(Data taken from a collection)
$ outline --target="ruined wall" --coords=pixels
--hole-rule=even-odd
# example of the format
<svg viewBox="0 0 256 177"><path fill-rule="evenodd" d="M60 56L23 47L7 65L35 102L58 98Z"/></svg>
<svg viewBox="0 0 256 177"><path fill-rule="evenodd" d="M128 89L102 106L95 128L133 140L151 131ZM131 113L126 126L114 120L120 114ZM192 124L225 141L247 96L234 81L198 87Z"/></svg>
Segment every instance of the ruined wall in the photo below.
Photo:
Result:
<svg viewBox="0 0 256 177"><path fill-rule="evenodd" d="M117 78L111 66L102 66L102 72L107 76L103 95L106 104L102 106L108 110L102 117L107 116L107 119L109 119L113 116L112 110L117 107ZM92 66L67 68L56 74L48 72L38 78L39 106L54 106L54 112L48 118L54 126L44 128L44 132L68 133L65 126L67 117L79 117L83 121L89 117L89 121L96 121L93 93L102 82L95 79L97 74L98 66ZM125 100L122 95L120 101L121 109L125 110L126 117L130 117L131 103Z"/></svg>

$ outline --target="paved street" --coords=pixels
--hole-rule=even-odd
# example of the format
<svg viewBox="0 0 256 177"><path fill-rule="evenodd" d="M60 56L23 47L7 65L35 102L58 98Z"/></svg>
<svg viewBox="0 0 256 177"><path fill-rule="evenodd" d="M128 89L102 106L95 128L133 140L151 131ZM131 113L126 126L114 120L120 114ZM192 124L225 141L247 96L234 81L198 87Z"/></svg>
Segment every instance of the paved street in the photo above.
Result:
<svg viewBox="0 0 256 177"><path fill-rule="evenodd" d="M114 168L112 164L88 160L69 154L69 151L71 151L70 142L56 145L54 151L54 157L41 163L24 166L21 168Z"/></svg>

■ Directive: Identify every line in the items above that contains the word "ruined", treating case as significant, and copy each of those lines.

■ Written solution:
$ outline --target="ruined wall" --coords=pixels
Segment every instance of the ruined wall in the photo below.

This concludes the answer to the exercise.